*What the exercise asks*
Would you print every entry below exactly as written, omitting the images?
···
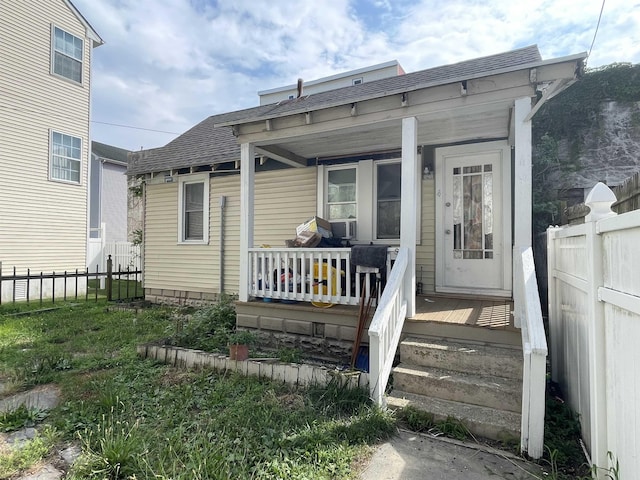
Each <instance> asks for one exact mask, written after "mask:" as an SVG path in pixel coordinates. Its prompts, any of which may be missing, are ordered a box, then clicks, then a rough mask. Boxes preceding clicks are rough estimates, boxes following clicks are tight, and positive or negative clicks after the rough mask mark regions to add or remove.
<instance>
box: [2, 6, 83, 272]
mask: <svg viewBox="0 0 640 480" xmlns="http://www.w3.org/2000/svg"><path fill="white" fill-rule="evenodd" d="M0 18H1V19H2V21H0V38H2V39H3V41H2V42H0V64H1V65H2V74H1V75H0V100H1V101H0V261H1V262H2V263H3V268H5V269H6V268H10V267H13V266H14V265H15V266H17V267H18V268H19V269H20V270H23V269H25V268H27V267H29V268H32V269H34V270H45V271H51V270H57V271H59V270H72V269H75V268H80V269H83V268H85V267H86V238H87V183H88V181H87V178H88V169H87V166H88V163H87V161H88V151H89V150H88V149H89V90H90V83H89V81H90V63H91V50H92V44H91V40H89V39H88V38H86V37H85V29H84V26H83V25H82V23H81V22H80V21H79V20H78V18H77V17H76V16H75V15H74V13H73V12H72V11H71V10H70V9H69V8H68V7H67V5H66V4H65V3H64V1H63V0H11V1H6V2H5V1H3V2H0ZM52 24H54V25H56V26H58V27H60V28H62V29H64V30H66V31H68V32H69V33H72V34H73V35H76V36H78V37H80V38H82V39H83V40H84V62H83V84H82V85H77V84H75V83H73V82H71V81H68V80H66V79H63V78H59V77H57V76H54V75H52V74H51V73H50V66H51V25H52ZM50 129H53V130H56V131H58V132H60V133H64V134H68V135H73V136H76V137H80V138H81V139H82V172H81V184H80V185H71V184H63V183H59V182H52V181H49V132H50Z"/></svg>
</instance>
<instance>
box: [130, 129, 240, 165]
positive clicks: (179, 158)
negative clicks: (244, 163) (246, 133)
mask: <svg viewBox="0 0 640 480" xmlns="http://www.w3.org/2000/svg"><path fill="white" fill-rule="evenodd" d="M216 118H217V117H215V116H213V117H209V118H206V119H205V120H203V121H202V122H200V123H199V124H197V125H196V126H195V127H193V128H191V129H189V130H187V131H186V132H185V133H183V134H182V135H180V136H179V137H177V138H176V139H174V140H173V141H171V142H169V143H168V144H166V145H165V146H164V147H160V148H152V149H149V150H141V151H139V152H133V153H132V154H131V156H130V157H129V168H128V169H127V173H128V174H129V175H136V174H140V173H148V172H159V171H163V170H169V169H177V168H188V167H198V166H201V165H214V164H216V163H224V162H229V161H234V160H238V159H239V158H240V145H238V143H237V142H236V137H234V136H233V133H232V131H231V129H230V128H228V127H220V128H215V127H214V122H215V121H216Z"/></svg>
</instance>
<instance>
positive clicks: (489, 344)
mask: <svg viewBox="0 0 640 480" xmlns="http://www.w3.org/2000/svg"><path fill="white" fill-rule="evenodd" d="M400 359H401V361H402V362H403V363H406V364H411V365H421V366H424V367H435V368H446V369H447V370H455V371H458V372H466V373H472V374H478V375H487V376H497V377H506V378H514V379H518V380H521V379H522V361H523V360H522V349H519V348H517V347H505V346H501V345H495V344H481V343H473V342H453V341H449V340H445V339H442V338H433V337H423V338H417V337H409V338H406V339H404V340H403V341H402V342H401V343H400Z"/></svg>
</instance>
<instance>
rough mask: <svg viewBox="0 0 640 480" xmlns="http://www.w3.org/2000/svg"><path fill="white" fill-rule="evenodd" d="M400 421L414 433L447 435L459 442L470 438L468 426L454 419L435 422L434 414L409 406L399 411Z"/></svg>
mask: <svg viewBox="0 0 640 480" xmlns="http://www.w3.org/2000/svg"><path fill="white" fill-rule="evenodd" d="M397 415H398V419H399V420H401V421H403V422H404V423H405V424H406V425H407V427H408V428H409V429H410V430H413V431H414V432H428V433H431V434H433V435H446V436H448V437H452V438H455V439H457V440H466V439H467V438H469V436H470V432H469V429H468V428H467V427H466V425H465V424H464V423H463V422H462V421H460V420H458V419H457V418H454V417H447V418H446V419H444V420H435V418H434V416H433V414H431V413H427V412H424V411H422V410H419V409H417V408H415V407H412V406H408V407H404V408H403V409H401V410H399V411H398V414H397Z"/></svg>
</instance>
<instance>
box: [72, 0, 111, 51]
mask: <svg viewBox="0 0 640 480" xmlns="http://www.w3.org/2000/svg"><path fill="white" fill-rule="evenodd" d="M63 1H64V3H65V4H66V5H67V7H69V9H70V10H71V11H72V12H73V13H74V15H75V16H76V17H78V20H80V23H82V25H84V28H85V29H86V35H87V38H89V39H90V40H92V41H93V47H94V48H95V47H99V46H100V45H103V44H104V40H102V37H100V35H98V32H96V31H95V29H94V28H93V27H92V26H91V24H90V23H89V22H88V21H87V19H86V18H84V16H83V15H82V13H80V10H78V8H77V7H76V6H75V5H74V4H73V3H71V0H63Z"/></svg>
···
*Exercise result*
Each <instance> asks for one exact mask, written after "mask:" as an SVG path in pixel coordinates. Its prompts, any of which may be missing, are ordered a box, then clicks, then a rough mask. Boxes preceding clicks are rough estimates, boxes following clicks are tight, and positive or negative clicks after the rough mask mark regions to add or remove.
<instance>
box: [2, 6, 83, 272]
mask: <svg viewBox="0 0 640 480" xmlns="http://www.w3.org/2000/svg"><path fill="white" fill-rule="evenodd" d="M0 18H1V19H2V21H0V38H2V39H3V41H2V42H0V64H1V65H2V74H1V75H0V100H1V101H0V261H1V262H2V263H3V268H5V269H6V268H10V267H13V266H14V265H15V266H17V267H18V268H19V269H20V270H23V269H25V268H27V267H29V268H32V269H34V270H45V271H51V270H57V271H59V270H72V269H75V268H80V269H83V268H85V267H86V238H87V183H88V181H87V178H88V169H87V166H88V163H87V161H88V151H89V150H88V149H89V90H90V83H89V81H90V63H91V50H92V44H91V40H89V39H88V38H86V37H85V29H84V26H83V25H82V23H81V22H80V21H79V20H78V18H77V17H76V16H75V15H74V13H73V12H72V11H71V10H70V9H69V8H68V7H67V5H66V4H65V3H64V1H63V0H11V1H6V2H5V1H3V2H0ZM52 24H54V25H56V26H58V27H60V28H62V29H64V30H66V31H68V32H69V33H72V34H73V35H76V36H78V37H80V38H82V39H83V40H84V62H83V84H82V85H77V84H75V83H73V82H71V81H68V80H66V79H63V78H59V77H57V76H54V75H52V74H51V73H50V66H51V25H52ZM50 129H53V130H56V131H58V132H60V133H64V134H68V135H73V136H76V137H80V138H81V139H82V172H81V184H80V185H71V184H63V183H59V182H52V181H49V132H50Z"/></svg>
</instance>
<instance>
box: [130, 129, 240, 165]
positive clicks: (179, 158)
negative clicks: (244, 163) (246, 133)
mask: <svg viewBox="0 0 640 480" xmlns="http://www.w3.org/2000/svg"><path fill="white" fill-rule="evenodd" d="M216 118H217V117H215V116H213V117H209V118H206V119H205V120H203V121H202V122H200V123H199V124H197V125H196V126H195V127H193V128H191V129H189V130H187V131H186V132H185V133H183V134H182V135H180V136H179V137H177V138H176V139H174V140H173V141H171V142H169V143H168V144H166V145H165V146H164V147H160V148H152V149H149V150H141V151H139V152H133V153H132V154H131V156H130V157H129V168H128V169H127V173H128V174H129V175H136V174H140V173H148V172H159V171H163V170H169V169H177V168H188V167H198V166H201V165H214V164H216V163H224V162H229V161H234V160H238V159H239V158H240V145H238V143H237V142H236V137H234V136H233V133H232V131H231V129H230V128H228V127H220V128H215V127H214V122H215V121H216Z"/></svg>
</instance>
<instance>
positive clicks: (489, 344)
mask: <svg viewBox="0 0 640 480" xmlns="http://www.w3.org/2000/svg"><path fill="white" fill-rule="evenodd" d="M400 359H401V361H402V362H403V363H406V364H411V365H421V366H424V367H435V368H446V369H447V370H455V371H458V372H466V373H472V374H478V375H487V376H497V377H506V378H514V379H518V380H521V379H522V361H523V360H522V349H519V348H517V347H505V346H501V345H495V344H481V343H473V342H453V341H449V340H445V339H442V338H433V337H423V338H417V337H409V338H406V339H404V340H403V341H402V342H401V343H400Z"/></svg>
</instance>
<instance>
rough mask: <svg viewBox="0 0 640 480" xmlns="http://www.w3.org/2000/svg"><path fill="white" fill-rule="evenodd" d="M400 421L414 433L447 435L459 442L470 438L468 426L454 419L435 422L434 414L409 406L399 411Z"/></svg>
mask: <svg viewBox="0 0 640 480" xmlns="http://www.w3.org/2000/svg"><path fill="white" fill-rule="evenodd" d="M397 415H398V419H399V420H401V421H403V422H404V423H405V424H406V425H407V427H408V428H409V429H410V430H413V431H414V432H428V433H431V434H433V435H446V436H448V437H452V438H455V439H457V440H466V439H467V438H469V436H470V432H469V429H468V428H467V427H466V425H465V424H464V423H463V422H462V421H460V420H458V419H457V418H454V417H447V418H446V419H444V420H435V418H434V416H433V414H431V413H427V412H424V411H422V410H419V409H417V408H415V407H412V406H408V407H404V408H403V409H401V410H399V411H398V414H397Z"/></svg>
</instance>
<instance>
box: [72, 0, 111, 51]
mask: <svg viewBox="0 0 640 480" xmlns="http://www.w3.org/2000/svg"><path fill="white" fill-rule="evenodd" d="M63 1H64V3H65V4H66V5H67V7H69V9H70V10H71V11H72V12H73V13H74V15H75V16H76V17H78V20H80V23H82V25H84V28H85V29H86V35H87V38H89V39H90V40H92V41H93V47H94V48H95V47H99V46H100V45H103V44H104V40H102V37H100V35H98V32H96V31H95V29H94V28H93V27H92V26H91V24H90V23H89V22H88V21H87V19H86V18H84V16H83V15H82V13H80V10H78V8H77V7H76V6H75V5H74V4H73V3H71V0H63Z"/></svg>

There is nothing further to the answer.